Trecho do documento =>

▼

Eclipse, dirigido e protagonizado por Djin Sganzerla, é um filme que aposta em múltiplas camadas narrativas para abordar a violência contra as mulheres sob diferentes perspectivas. O roteiro, assinado em parceria com Vana Medeiros, conta ainda com Sérgio Guizé, Luis Melo e Helena Ignez no elenco. A narrativa transita entre temas como abuso doméstico, exploração de menores e masculinidade tóxica, conectando universos distintos — da Amazônia ao ambiente digital — enquanto acompanha a trajetória de Cleo, uma astrônoma que tenta equilibrar vida profissional e pessoal.

Para distinguir essa diversidade temática, o longa recorre a metáforas simbólicas. O eclipse surge como imagem central, representando tanto fenômenos científicos quanto ideias de ocultamento da verdade e proteção da natureza. Elementos como a onça também ganham duplo significado, remetendo ao perigo e à violência, mas também à força feminina diante dessas ameaças.

▲

Questões de estudo =>
• a. Segundo o texto sobre o filme Eclipse, qual é a profissão de Cleo?
• b. Dê continuidade ao texto sobre o filme Eclipse a partir do ponto em que ele termina.

(Entradas do conjunto de dados)

▼

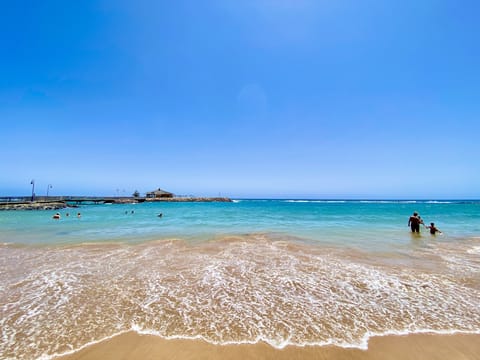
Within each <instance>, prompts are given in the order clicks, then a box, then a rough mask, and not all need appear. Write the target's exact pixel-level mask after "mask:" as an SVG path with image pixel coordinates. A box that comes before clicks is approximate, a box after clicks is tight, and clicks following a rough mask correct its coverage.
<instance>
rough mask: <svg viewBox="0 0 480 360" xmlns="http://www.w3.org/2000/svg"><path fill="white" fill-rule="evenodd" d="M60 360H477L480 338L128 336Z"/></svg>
mask: <svg viewBox="0 0 480 360" xmlns="http://www.w3.org/2000/svg"><path fill="white" fill-rule="evenodd" d="M60 359H62V360H67V359H68V360H74V359H75V360H89V359H105V360H110V359H111V360H114V359H115V360H120V359H129V360H137V359H138V360H140V359H141V360H148V359H176V360H186V359H209V360H211V359H219V360H220V359H222V360H223V359H233V360H235V359H238V360H245V359H272V360H283V359H285V360H287V359H288V360H292V359H302V360H305V359H319V360H321V359H335V360H344V359H345V360H347V359H348V360H409V359H427V360H432V359H437V360H466V359H468V360H476V359H480V335H427V334H419V335H408V336H385V337H376V338H372V339H370V342H369V349H368V350H366V351H363V350H358V349H343V348H339V347H335V346H325V347H315V346H307V347H295V346H289V347H286V348H285V349H282V350H277V349H274V348H272V347H271V346H269V345H267V344H257V345H226V346H216V345H211V344H208V343H206V342H203V341H195V340H164V339H161V338H159V337H156V336H151V335H138V334H136V333H134V332H129V333H125V334H122V335H119V336H116V337H114V338H112V339H109V340H106V341H104V342H102V343H99V344H96V345H92V346H89V347H86V348H85V349H83V350H81V351H78V352H76V353H74V354H72V355H69V356H64V357H61V358H60Z"/></svg>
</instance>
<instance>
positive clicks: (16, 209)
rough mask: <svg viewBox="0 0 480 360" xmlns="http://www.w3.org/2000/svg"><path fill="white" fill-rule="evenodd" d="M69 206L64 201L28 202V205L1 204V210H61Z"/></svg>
mask: <svg viewBox="0 0 480 360" xmlns="http://www.w3.org/2000/svg"><path fill="white" fill-rule="evenodd" d="M66 207H68V205H67V204H66V203H65V202H63V201H54V202H43V201H42V202H40V201H34V202H28V203H0V210H59V209H65V208H66Z"/></svg>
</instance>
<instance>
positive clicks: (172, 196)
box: [146, 188, 173, 199]
mask: <svg viewBox="0 0 480 360" xmlns="http://www.w3.org/2000/svg"><path fill="white" fill-rule="evenodd" d="M146 197H147V199H164V198H173V194H172V193H171V192H168V191H165V190H162V189H160V188H158V189H157V190H153V191H149V192H148V193H147V194H146Z"/></svg>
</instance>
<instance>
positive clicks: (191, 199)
mask: <svg viewBox="0 0 480 360" xmlns="http://www.w3.org/2000/svg"><path fill="white" fill-rule="evenodd" d="M59 198H64V197H59ZM67 198H68V197H67ZM80 199H81V198H80ZM152 202H185V203H187V202H233V201H232V199H230V198H227V197H173V198H155V199H148V198H139V199H136V198H98V199H97V198H93V199H90V198H88V197H87V198H85V200H78V199H76V200H69V199H66V200H62V199H59V200H35V201H9V202H0V211H1V210H60V209H65V208H76V207H79V206H80V204H83V205H87V204H90V203H94V204H96V205H103V204H107V203H108V204H116V205H119V204H140V203H152Z"/></svg>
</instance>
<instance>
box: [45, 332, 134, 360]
mask: <svg viewBox="0 0 480 360" xmlns="http://www.w3.org/2000/svg"><path fill="white" fill-rule="evenodd" d="M128 332H130V330H125V331H120V332H117V333H114V334H112V335H109V336H105V337H103V338H101V339H99V340H93V341H89V342H87V343H86V344H84V345H82V346H80V347H78V348H76V349H72V350H69V351H65V352H63V353H55V354H43V355H41V356H40V357H38V358H37V360H51V359H55V358H58V357H62V356H67V355H72V354H75V353H77V352H79V351H81V350H83V349H85V348H87V347H89V346H93V345H97V344H100V343H102V342H104V341H107V340H110V339H113V338H114V337H117V336H120V335H123V334H126V333H128Z"/></svg>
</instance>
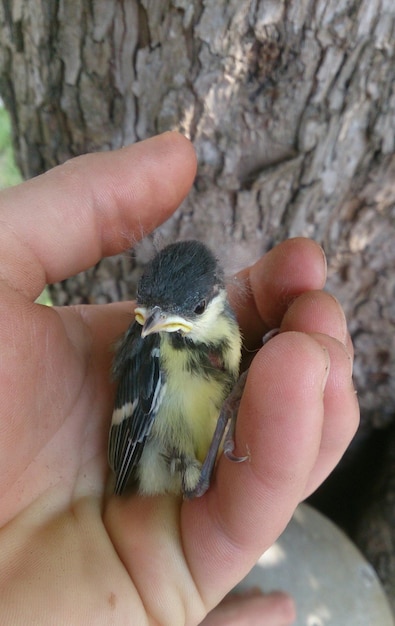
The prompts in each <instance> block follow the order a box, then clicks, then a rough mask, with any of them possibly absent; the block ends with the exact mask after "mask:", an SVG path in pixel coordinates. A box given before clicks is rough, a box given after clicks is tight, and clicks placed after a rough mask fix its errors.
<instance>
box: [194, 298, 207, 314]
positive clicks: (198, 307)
mask: <svg viewBox="0 0 395 626" xmlns="http://www.w3.org/2000/svg"><path fill="white" fill-rule="evenodd" d="M205 310H206V301H205V300H200V302H199V304H198V305H197V307H196V309H195V313H196V315H202V313H204V312H205Z"/></svg>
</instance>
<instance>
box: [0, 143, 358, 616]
mask: <svg viewBox="0 0 395 626" xmlns="http://www.w3.org/2000/svg"><path fill="white" fill-rule="evenodd" d="M195 171H196V159H195V155H194V151H193V149H192V146H191V144H190V143H189V142H188V141H187V140H186V139H185V138H183V137H181V136H180V135H178V134H176V133H166V134H164V135H162V136H159V137H157V138H154V139H151V140H148V141H145V142H141V143H138V144H136V145H134V146H131V147H127V148H124V149H122V150H120V151H117V152H113V153H101V154H94V155H87V156H83V157H79V158H77V159H74V160H72V161H70V162H68V163H66V164H64V165H63V166H60V167H57V168H55V169H54V170H51V171H50V172H48V173H47V174H45V175H43V176H40V177H38V178H36V179H33V180H31V181H29V182H27V183H24V184H22V185H20V186H18V187H15V188H12V189H7V190H5V191H3V192H2V193H1V196H0V257H1V263H0V268H1V270H0V275H1V280H0V290H1V297H0V309H1V314H0V345H1V354H0V386H1V398H2V403H1V416H0V523H1V531H0V597H1V606H0V622H1V623H4V624H13V625H19V624H21V625H22V624H23V625H24V624H27V623H29V624H33V625H34V624H39V625H40V626H45V625H46V624H51V625H52V624H54V623H56V624H57V625H63V624H65V625H66V624H67V625H68V626H70V624H84V625H86V624H94V625H95V626H100V625H101V624H103V625H104V624H105V625H107V624H109V623H111V624H120V625H121V624H122V625H123V624H129V623H133V624H142V625H144V624H169V625H171V626H174V625H178V624H188V625H195V624H198V623H199V622H201V621H202V620H203V619H204V618H205V617H206V615H207V614H209V615H208V617H206V619H205V621H204V622H203V623H204V624H206V626H207V625H210V624H211V625H214V626H218V625H220V624H225V623H226V624H240V625H241V624H255V623H258V619H259V620H260V621H259V623H265V624H267V625H280V624H289V623H291V621H292V619H293V618H294V607H293V605H292V602H291V601H290V599H289V598H288V597H287V596H284V595H281V594H280V595H277V596H276V595H272V596H262V595H261V594H252V595H251V596H242V597H241V598H237V597H231V598H230V599H229V598H228V599H227V601H226V602H225V603H224V604H222V605H220V607H218V608H217V609H215V611H212V609H214V607H215V606H216V605H218V603H219V602H220V601H221V599H222V598H223V597H224V596H225V595H226V594H227V593H228V592H229V591H230V590H231V588H232V587H233V586H234V585H235V583H237V582H238V581H239V580H240V579H241V578H242V577H243V576H244V574H246V573H247V572H248V570H249V569H250V568H251V567H252V565H253V564H254V562H255V561H256V560H257V558H258V557H259V556H260V554H261V553H262V552H263V551H264V550H265V549H266V548H267V547H268V546H270V545H271V544H272V543H273V542H274V541H275V540H276V538H277V537H278V536H279V534H280V533H281V531H282V530H283V529H284V527H285V525H286V524H287V522H288V521H289V519H290V517H291V516H292V514H293V512H294V510H295V507H296V506H297V504H298V503H299V502H300V501H301V500H302V499H303V498H305V497H306V496H307V495H309V494H310V493H311V492H312V491H313V490H314V489H315V488H316V487H317V486H318V485H319V484H320V483H321V482H322V480H323V479H324V478H325V477H326V476H327V475H328V473H329V472H330V471H331V470H332V469H333V467H334V466H335V464H336V463H337V462H338V460H339V459H340V457H341V456H342V454H343V453H344V451H345V449H346V447H347V445H348V443H349V442H350V440H351V438H352V436H353V434H354V432H355V430H356V428H357V424H358V416H359V413H358V405H357V401H356V398H355V393H354V389H353V386H352V380H351V365H352V347H351V344H350V340H349V337H348V333H347V328H346V322H345V318H344V314H343V312H342V310H341V307H340V306H339V304H338V302H337V301H336V300H335V299H334V298H333V297H332V296H331V295H329V294H327V293H325V292H323V291H322V289H323V287H324V284H325V278H326V264H325V259H324V256H323V253H322V250H321V249H320V248H319V246H317V245H316V244H315V243H314V242H312V241H309V240H306V239H294V240H290V241H287V242H284V243H282V244H280V245H279V246H277V247H276V248H274V249H273V250H272V251H271V252H269V254H267V255H266V256H265V257H264V258H262V259H260V260H259V261H257V263H256V264H255V265H253V266H252V267H250V268H247V269H246V270H244V271H243V272H242V273H241V274H240V276H239V277H238V280H239V282H241V283H242V284H243V285H244V286H246V287H248V288H244V293H245V295H244V297H243V299H242V300H241V299H240V297H239V296H238V293H239V292H238V290H237V281H236V283H234V284H233V286H232V294H231V297H232V299H233V301H234V306H235V308H236V309H237V313H238V316H239V321H240V324H241V326H242V329H243V333H244V337H245V343H246V346H247V347H248V349H249V350H250V353H249V354H252V353H251V351H252V350H254V351H256V352H254V358H253V361H252V364H251V367H250V372H249V376H248V379H247V383H246V388H245V392H244V395H243V398H242V402H241V407H240V412H239V418H238V423H237V430H236V453H239V454H243V453H245V451H246V450H248V451H249V454H250V461H248V462H245V463H241V464H233V463H230V462H229V461H228V460H227V459H225V458H221V459H220V461H219V464H218V467H217V470H216V473H215V477H214V481H213V484H212V486H211V487H210V489H209V490H208V492H207V493H206V494H205V496H204V497H202V498H200V499H195V500H193V501H190V502H182V501H181V500H180V499H178V498H175V497H174V498H173V497H169V496H161V497H155V498H145V499H144V498H140V497H138V496H133V497H130V498H116V497H112V496H108V495H106V488H105V485H106V480H107V474H108V469H107V461H106V446H107V436H108V428H109V423H110V419H111V410H112V401H113V392H114V389H113V388H112V386H111V385H110V383H109V374H108V373H109V370H110V363H111V358H112V354H111V346H112V345H113V343H114V341H115V340H116V338H118V337H119V336H120V334H121V333H122V332H123V331H124V330H125V329H126V327H127V326H128V324H129V322H130V315H131V310H132V307H131V304H130V303H119V304H113V305H105V306H81V307H65V308H54V309H50V308H47V307H42V306H40V305H37V304H34V300H35V298H36V297H37V296H38V295H39V293H40V292H41V290H42V288H43V287H44V285H45V284H46V283H47V282H48V283H50V282H54V281H59V280H62V279H65V278H66V277H68V276H71V275H73V274H75V273H77V272H79V271H81V270H84V269H86V268H88V267H90V266H92V265H94V264H95V263H97V262H98V261H99V259H100V258H101V257H102V256H106V255H111V254H116V253H118V252H121V251H122V250H125V249H126V248H128V247H129V246H130V245H131V243H132V242H133V241H135V240H136V238H138V237H139V235H140V233H141V232H142V231H143V232H147V231H149V230H152V229H153V228H155V227H156V226H157V225H158V224H159V223H161V222H162V221H164V220H165V219H166V218H167V217H169V216H170V215H171V213H172V212H173V211H174V210H175V208H176V207H177V206H178V205H179V204H180V202H181V201H182V199H183V198H184V197H185V195H186V194H187V193H188V190H189V188H190V186H191V184H192V182H193V178H194V175H195ZM273 327H279V328H280V331H281V332H280V334H279V335H278V336H276V337H274V338H273V339H272V340H270V341H269V342H268V343H267V344H266V345H265V346H264V347H262V348H261V349H258V348H259V346H260V338H261V337H262V335H263V334H264V332H265V331H267V330H268V329H270V328H273ZM210 611H212V612H211V613H210ZM229 611H231V613H229ZM221 619H222V621H221ZM215 620H217V621H215ZM232 620H233V621H232ZM246 620H247V621H246ZM254 620H255V621H254ZM265 620H266V621H265Z"/></svg>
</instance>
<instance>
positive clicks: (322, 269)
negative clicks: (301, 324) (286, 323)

▲

Respostas esperadas =>
• a. Cleo é uma astrônoma.

• b.
O filme varia entre o drama intimista e o suspense com inclinações à ação, o que resulta em uma narrativa que nem sempre encontra equilíbrio. Seus momentos mais eficazes estão nas cenas cotidianas, que exploram com naturalidade os dilemas da protagonista, como a maternidade, o trabalho e as relações familiares, especialmente com a chegada da meia-irmã de Cleo, interpretada por Lian Gaia. A atuação de Sganzerla se destaca pela espontaneidade, contribuindo para uma construção mais próxima e humana da personagem.

Eclipse se sustenta pela proposta de discutir a sororidade e a união entre mulheres diante de diferentes formas de violência. Ao reunir personagens de origens diversas, o longa aposta em uma mensagem de resistência coletiva, mesmo que envolta em certo idealismo em relação às instituições e aos desfechos apresentados. A estreia está marcada para o dia 7 de maio, nos cinemas.